--- STORED DATA Enclosed Below ---
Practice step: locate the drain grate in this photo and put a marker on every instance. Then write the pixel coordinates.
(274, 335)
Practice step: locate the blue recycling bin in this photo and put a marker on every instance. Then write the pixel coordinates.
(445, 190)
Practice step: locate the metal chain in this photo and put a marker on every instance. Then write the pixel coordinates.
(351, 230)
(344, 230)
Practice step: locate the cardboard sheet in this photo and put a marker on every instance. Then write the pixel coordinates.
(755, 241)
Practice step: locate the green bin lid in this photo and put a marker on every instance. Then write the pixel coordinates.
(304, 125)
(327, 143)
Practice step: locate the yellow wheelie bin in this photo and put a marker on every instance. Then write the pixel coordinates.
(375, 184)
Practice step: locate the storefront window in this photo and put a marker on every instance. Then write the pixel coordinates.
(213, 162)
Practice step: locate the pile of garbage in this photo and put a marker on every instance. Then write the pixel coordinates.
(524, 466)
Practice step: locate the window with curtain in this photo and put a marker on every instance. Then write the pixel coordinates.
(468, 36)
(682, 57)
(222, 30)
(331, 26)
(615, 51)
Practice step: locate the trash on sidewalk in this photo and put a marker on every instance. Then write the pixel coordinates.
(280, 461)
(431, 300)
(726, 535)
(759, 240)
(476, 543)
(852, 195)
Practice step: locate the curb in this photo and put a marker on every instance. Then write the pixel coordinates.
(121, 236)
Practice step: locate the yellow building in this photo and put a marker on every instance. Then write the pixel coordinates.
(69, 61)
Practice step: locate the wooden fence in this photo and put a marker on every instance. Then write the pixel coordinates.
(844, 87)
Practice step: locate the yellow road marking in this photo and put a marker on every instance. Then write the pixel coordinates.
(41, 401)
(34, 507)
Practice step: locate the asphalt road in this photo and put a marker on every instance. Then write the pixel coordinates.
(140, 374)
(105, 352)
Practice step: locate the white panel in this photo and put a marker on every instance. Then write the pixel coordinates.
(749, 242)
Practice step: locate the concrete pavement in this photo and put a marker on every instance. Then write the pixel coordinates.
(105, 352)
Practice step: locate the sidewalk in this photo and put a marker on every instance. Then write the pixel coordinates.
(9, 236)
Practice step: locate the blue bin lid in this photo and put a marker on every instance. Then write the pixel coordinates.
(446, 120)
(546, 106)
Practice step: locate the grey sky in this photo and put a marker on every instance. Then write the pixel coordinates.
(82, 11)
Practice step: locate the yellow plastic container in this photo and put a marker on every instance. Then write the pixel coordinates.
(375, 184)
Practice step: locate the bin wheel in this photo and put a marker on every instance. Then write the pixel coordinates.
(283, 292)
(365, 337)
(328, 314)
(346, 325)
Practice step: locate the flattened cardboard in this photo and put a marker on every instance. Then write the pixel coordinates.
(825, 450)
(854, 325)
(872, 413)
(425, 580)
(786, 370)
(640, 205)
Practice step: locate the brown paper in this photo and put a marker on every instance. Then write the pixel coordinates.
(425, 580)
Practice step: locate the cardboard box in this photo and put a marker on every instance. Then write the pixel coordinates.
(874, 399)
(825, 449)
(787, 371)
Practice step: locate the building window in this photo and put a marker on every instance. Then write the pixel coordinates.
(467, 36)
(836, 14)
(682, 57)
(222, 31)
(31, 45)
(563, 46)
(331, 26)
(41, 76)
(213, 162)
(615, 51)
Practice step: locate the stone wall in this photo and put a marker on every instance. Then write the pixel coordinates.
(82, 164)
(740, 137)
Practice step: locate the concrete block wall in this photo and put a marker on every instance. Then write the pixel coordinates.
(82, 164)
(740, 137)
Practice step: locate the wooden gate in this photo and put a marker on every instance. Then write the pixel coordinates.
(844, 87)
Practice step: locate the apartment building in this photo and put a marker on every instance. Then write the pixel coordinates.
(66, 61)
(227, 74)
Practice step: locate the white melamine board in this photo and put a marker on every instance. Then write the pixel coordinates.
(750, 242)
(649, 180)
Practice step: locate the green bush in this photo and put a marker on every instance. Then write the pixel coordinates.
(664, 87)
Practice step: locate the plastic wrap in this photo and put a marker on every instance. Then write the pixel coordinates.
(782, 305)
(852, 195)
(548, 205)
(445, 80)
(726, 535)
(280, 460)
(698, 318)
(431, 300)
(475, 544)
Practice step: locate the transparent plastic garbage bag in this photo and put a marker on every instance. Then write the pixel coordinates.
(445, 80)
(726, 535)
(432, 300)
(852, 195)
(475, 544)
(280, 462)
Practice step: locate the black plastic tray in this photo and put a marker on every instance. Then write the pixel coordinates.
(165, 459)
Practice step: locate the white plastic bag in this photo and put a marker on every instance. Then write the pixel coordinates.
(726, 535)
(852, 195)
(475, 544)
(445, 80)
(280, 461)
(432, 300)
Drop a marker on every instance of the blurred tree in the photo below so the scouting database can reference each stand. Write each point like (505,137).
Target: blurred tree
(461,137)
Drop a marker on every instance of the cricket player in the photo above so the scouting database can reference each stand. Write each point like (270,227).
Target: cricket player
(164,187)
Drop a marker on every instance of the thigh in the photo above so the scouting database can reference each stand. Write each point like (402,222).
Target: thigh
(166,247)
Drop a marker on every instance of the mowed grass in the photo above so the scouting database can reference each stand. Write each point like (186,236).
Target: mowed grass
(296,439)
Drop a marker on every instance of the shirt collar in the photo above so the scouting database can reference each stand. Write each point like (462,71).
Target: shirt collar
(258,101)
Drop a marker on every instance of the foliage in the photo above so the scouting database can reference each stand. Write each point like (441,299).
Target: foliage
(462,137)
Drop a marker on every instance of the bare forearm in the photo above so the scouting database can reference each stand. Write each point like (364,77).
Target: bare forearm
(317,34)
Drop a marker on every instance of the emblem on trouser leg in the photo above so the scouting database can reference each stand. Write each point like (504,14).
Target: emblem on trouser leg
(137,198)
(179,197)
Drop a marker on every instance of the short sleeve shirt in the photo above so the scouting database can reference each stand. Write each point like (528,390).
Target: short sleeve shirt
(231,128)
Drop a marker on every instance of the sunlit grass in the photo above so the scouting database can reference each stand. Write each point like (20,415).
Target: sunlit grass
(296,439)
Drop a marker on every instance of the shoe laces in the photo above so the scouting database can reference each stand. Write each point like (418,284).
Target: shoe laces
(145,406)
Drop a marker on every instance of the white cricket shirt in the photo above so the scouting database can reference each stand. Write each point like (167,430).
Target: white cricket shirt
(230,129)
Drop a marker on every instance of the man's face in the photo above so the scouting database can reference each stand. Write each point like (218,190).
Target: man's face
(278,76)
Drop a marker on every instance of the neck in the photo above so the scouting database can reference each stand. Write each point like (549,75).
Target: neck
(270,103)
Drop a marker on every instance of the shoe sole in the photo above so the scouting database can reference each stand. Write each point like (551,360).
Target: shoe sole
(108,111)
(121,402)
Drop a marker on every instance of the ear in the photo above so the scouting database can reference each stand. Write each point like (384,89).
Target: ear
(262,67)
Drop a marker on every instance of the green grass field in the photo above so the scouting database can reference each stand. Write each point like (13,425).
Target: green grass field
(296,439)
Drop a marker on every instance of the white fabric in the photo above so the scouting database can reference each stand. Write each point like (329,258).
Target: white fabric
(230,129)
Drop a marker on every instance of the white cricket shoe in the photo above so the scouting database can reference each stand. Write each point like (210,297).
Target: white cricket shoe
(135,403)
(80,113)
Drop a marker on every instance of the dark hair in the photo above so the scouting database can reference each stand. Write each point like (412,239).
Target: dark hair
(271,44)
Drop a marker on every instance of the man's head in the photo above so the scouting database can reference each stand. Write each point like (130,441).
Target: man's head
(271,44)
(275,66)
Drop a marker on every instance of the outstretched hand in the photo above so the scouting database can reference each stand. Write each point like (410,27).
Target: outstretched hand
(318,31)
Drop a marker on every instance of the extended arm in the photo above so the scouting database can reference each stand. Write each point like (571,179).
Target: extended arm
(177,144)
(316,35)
--- End of Enclosed STORED DATA ---
● WHAT TO WORK ON: An exact, complete copy of the lines above from the one with "Drop a marker on every instance of the man's face" through the one with "Drop a marker on every instance of the neck" is the whole answer.

● WRITTEN RESPONSE:
Drop a marker on every instance of the man's face in the photo above so the scouting database can reference each stand. Write each point like (218,190).
Target: man's face
(278,76)
Drop a marker on every instance of the neck in the photo above so the scouting database can reference each stand. Write each point like (549,75).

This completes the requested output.